**Required work:** Below are records. Copy every line with "clicks" in it.
━━━━━ Input
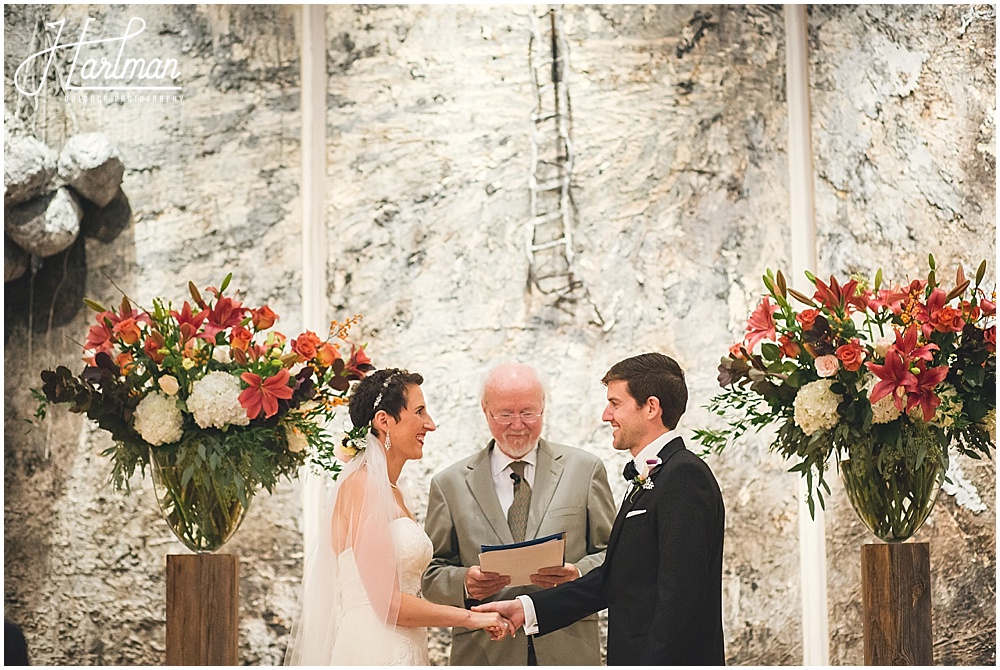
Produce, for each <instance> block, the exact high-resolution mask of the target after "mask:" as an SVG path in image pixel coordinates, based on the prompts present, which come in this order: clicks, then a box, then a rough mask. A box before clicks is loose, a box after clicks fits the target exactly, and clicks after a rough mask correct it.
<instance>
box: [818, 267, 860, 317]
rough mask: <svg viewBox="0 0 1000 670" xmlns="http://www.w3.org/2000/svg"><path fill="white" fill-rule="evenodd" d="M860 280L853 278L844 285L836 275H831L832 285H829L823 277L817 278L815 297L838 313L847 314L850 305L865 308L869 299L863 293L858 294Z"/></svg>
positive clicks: (857, 307)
━━━━━━━━━━
**Response for this exercise:**
Produce, for each <instance> block, the exact high-resolution mask of the target after "mask:" as an SVG path in image pixel coordinates, based on the prompts present, which come in this order: clicks, then a box, then a rough mask. A box before clicks is loose, a box after clicks fits the target exactly, and clicks after a rough mask correct it.
positive clicks: (857, 307)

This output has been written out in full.